◆ Auszuführende Aufgaben:
1. Übertragen Sie aus der Rezension über Olympe de Gouges den Satz „Erst seit einigen Jahrzehnten liegt ihr bekanntester Text wieder in ungekürzter Form vor.“ ins Englische.
2. Setzen Sie die Rezension zur Neuausgabe von Olympe de Gouges’ Erklärung der Frauenrechte im Anschluss an ihren letzten Satz fort.

◆ Zu lesender Auszug:

----------

Ein Schlüsseldokument des feministischen Denkens und der Demokratiegeschichte

Gisela Bock hat Olympe de Gouges’ „Erklärung der Frauenrechte“ neu herausgegeben

Von Rolf LöchelRSS-Newsfeed neuer Artikel von Rolf Löchel

Besprochene Bücher / Literaturhinweise

Über nahezu zwei Jahrhunderte hinweg war die 1793 von den jakobinischen Herren guillotinierte Frauenrechtlerin Olympe de Gouges so gut wie vergessen und ihre zwei Jahre zuvor erschienene Publikation Les Droits de la femme (Die Rechte der Frau), in deren Zentrum die heute so be- und gerühmte Déclaration de droits de la femme et de la citoyenne (Erklärung der Rechte der Frau und der Bürgerin) steht, war nur in einzelnen Sätzen oder kurzen Auszügen überliefert – und das nicht selten entstellt. Erst seit einigen Jahrzehnten liegt ihr bekanntester Text wieder in ungekürzter Form vor. In deutscher Sprache kam seither sogar ein rundes Dutzend verschiedener Übersetzungen auf den Markt. So erschien etwa in der Schweiz 1999 eine Übertragung von Karl Heinz Burmeister, die inzwischen weitere Auflagen erreichte. Auch einige andere Publikationen der in zahlreichen Textsorten beschlagenen Autorin wurden seither ins Deutsche übersetzt.

----------

◆ Datenteil:
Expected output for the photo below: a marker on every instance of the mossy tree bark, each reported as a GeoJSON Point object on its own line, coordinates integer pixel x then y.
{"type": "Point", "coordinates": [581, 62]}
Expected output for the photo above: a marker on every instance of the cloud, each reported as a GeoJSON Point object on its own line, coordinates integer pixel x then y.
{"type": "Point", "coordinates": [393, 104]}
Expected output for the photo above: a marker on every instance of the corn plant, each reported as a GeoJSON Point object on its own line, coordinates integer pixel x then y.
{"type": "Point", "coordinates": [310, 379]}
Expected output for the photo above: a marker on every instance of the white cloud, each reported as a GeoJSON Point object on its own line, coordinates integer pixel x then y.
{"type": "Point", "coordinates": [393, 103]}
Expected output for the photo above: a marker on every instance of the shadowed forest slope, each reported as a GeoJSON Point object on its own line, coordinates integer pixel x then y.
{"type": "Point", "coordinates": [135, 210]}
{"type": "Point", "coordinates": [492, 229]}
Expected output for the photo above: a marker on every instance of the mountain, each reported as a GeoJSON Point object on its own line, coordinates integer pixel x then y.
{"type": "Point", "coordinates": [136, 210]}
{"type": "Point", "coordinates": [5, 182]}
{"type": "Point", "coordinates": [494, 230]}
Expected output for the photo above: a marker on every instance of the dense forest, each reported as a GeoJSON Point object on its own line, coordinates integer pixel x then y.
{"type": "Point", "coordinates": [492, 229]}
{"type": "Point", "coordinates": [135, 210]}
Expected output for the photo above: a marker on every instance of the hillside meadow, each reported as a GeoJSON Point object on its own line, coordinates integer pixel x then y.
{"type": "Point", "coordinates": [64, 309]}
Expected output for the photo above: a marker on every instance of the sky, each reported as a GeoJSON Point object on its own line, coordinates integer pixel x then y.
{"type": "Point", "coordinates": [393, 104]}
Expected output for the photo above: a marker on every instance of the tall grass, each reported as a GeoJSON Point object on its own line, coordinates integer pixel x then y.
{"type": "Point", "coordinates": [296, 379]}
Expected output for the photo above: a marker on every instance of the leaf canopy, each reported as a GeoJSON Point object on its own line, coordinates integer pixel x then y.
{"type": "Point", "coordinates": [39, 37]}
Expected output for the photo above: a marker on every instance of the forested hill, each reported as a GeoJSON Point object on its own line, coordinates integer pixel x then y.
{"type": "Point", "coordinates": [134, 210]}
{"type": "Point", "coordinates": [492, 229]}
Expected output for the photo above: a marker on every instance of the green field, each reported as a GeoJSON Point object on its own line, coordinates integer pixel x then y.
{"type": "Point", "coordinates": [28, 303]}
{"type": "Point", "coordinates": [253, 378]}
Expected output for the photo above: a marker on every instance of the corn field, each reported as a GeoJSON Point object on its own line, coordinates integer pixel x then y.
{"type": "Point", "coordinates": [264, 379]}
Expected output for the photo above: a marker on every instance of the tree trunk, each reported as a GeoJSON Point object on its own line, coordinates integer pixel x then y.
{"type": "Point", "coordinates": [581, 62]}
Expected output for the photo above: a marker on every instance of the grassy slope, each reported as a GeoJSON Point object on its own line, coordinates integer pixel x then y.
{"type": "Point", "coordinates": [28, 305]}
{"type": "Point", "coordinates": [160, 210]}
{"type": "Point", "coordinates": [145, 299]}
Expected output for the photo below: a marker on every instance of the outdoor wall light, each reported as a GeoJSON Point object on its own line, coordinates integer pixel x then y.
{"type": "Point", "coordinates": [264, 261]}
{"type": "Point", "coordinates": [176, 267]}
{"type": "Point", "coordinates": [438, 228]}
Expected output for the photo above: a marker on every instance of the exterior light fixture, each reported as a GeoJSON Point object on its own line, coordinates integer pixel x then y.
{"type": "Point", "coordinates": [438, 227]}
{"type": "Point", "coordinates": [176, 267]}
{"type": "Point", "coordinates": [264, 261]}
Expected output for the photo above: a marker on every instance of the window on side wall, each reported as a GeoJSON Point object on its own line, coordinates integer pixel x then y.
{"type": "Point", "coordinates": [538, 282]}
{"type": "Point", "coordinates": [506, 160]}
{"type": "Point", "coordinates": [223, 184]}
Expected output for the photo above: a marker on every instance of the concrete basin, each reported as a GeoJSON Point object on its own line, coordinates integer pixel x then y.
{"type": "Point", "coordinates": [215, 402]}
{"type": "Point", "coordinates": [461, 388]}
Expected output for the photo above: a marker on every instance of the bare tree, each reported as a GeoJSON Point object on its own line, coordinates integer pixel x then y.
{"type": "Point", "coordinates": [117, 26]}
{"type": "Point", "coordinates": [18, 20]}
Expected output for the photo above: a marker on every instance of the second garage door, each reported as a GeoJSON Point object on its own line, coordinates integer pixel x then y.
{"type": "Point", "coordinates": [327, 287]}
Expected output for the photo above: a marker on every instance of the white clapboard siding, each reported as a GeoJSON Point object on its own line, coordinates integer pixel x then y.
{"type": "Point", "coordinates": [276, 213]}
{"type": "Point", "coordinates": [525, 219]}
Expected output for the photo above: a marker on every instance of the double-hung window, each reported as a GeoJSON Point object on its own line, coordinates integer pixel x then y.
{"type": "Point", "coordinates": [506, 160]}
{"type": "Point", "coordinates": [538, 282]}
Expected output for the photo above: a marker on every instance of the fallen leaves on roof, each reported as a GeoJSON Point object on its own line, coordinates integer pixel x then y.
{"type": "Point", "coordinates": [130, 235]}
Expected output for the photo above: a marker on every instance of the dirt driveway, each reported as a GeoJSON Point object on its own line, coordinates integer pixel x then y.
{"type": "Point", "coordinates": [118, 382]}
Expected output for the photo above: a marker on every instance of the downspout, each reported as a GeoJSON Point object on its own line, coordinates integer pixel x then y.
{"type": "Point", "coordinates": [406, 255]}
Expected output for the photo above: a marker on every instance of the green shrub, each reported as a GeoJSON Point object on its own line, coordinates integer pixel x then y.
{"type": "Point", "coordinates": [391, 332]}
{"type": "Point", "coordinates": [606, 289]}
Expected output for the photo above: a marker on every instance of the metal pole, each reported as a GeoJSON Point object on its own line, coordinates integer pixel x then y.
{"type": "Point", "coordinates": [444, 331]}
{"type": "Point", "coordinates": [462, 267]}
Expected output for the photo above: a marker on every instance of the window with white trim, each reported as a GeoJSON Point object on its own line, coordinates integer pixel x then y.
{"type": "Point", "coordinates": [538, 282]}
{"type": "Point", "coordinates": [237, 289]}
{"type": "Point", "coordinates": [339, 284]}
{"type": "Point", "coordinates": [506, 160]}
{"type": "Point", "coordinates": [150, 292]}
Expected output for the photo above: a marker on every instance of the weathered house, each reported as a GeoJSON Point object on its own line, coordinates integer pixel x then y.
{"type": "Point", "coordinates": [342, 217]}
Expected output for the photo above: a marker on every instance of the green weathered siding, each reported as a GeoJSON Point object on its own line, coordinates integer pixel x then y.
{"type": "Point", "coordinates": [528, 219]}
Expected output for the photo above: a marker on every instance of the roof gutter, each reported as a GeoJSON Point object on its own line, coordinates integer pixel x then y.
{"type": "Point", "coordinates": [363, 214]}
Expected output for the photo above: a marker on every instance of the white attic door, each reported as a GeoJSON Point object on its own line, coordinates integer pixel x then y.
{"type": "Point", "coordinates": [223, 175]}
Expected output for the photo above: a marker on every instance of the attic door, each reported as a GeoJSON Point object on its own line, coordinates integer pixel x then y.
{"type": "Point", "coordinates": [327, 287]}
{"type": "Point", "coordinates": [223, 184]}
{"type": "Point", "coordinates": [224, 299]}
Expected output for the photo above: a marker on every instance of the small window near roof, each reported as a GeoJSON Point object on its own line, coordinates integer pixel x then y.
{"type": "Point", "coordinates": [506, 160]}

----------

◆ Erwartete Ergebnisse:
1. Only in the last few decades has her best-known text become available again in unabridged form.

2.
Die renommierte Historikerin Gisela Bock hat der Reihe der Übersetzungen der Rechte der Frau nun eine weitere hinzugefügt. Doch nicht nur das; für die von ihr herausgegebene zweisprachige Ausgabe der im Original gerade einmal 24-seitigen Broschüre de Gouges’ hat sie einen profunden Begleittext geschrieben. Er firmiert als Einleitung und trägt den Titel „Menschenrechte, Männerrechte, Frauenrechte“. Bock konzentriert sich insbesondere auf die Erklärung der Rechte der Frau und der Bürgerin, in der die Autorin de Gouges’ „kühnsten und originellsten“ und somit zweifellos zu Recht bekanntesten Text erkennt. Bemerkenswert ist etwa, dass de Gouges im sechsten Artikel ihrer Erklärung fordert, „alle Bürgerinnen und Bürger müssen persönlich oder durch ihre Vertreter“ an der Gesetzgebung mitwirken können und „zu allen Würden, Stellungen und öffentlichen Ämtern zugelassen werden“. Damit hat sie nicht weniger geleistet, als die erst im 19. Jahrhundert lauter werdende Forderung nach dem Frauenwahlrecht vorzuformulieren. Ein „historisches Novum“, wie Bock konstatiert, die in ihrer Einleitung zeigt, dass und wie die Autorin der Rechte der Frau die Geschlechterdifferenz „zur Basis der Menschenrechte auch für das weibliche Geschlecht“ macht.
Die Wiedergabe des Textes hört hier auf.